[start of EXCERPT]
Very recently we’ve moved into the Kubernetes space, considering Kubernetes is growing at a phenomenal pace. We’ve been asked by industry leaders, industry experts to support the Kubernetes landscape and that’s how we started our journey into modernizations as well. So overall our technology is fully proprietary. We built it ourselves, patented it end-to-end. We have engineering, global engineering sales and services. We have customers across all the different industry verticals, whether it’s telco, defense, automotive all across the globe. We have a decent amount of funding from VCs and we have a lot of industry experts and trusted advisors on board as well. Then from a partner ecosystem, we play well with obviously one of the Red Hat teams and all the other partner ecosystems that interface tightly with all the offerings around OpenStack and Kubernetes. And then finally, our technology is highly, and firstly it’s very very modular and the way we built it, we have gone through rigorous certifications through multiple different distributions like Rancher, Red Hat, IBM, and there are many more that are to come. So yeah that’s Trilio in a nutshell. What we end up doing is data protection for applications running within your OpenStack Kubernetes or data virtualization space.
[end of EXCERPT]
[start of GIVEN DATA]
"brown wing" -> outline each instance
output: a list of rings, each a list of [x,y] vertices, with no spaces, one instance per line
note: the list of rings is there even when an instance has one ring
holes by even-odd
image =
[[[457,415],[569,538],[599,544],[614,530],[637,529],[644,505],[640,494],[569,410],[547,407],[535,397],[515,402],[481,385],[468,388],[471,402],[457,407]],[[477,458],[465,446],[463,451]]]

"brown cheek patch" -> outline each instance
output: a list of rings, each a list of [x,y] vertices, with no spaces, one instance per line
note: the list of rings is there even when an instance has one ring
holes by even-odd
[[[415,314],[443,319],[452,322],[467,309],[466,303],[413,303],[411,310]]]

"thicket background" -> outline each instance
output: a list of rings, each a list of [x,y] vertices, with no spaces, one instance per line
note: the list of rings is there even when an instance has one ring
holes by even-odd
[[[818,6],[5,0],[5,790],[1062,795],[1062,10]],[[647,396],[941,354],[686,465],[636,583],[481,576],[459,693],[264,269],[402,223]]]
[end of GIVEN DATA]
-- WRITTEN TASKS --
• a. Answer these questions using the Trilio overview:
(i) Which industry verticals are given as examples of where its customers are?
(ii) Which distributions are named among those it has been certified through?
(iii) What does Trilio end up doing?
• b. Show every line of the entries that contains the string "brown".
The Trilio overview and the entries are independent of each other.

-- SOLUTIONS TO THE PROBLEMS --
• a.
(i) Telco, defense, and automotive.
(ii) Rancher, Red Hat, and IBM.
(iii) Data protection for applications running within your OpenStack Kubernetes or data virtualization space.

• b.
"brown wing" -> outline each instance
"brown cheek patch" -> outline each instance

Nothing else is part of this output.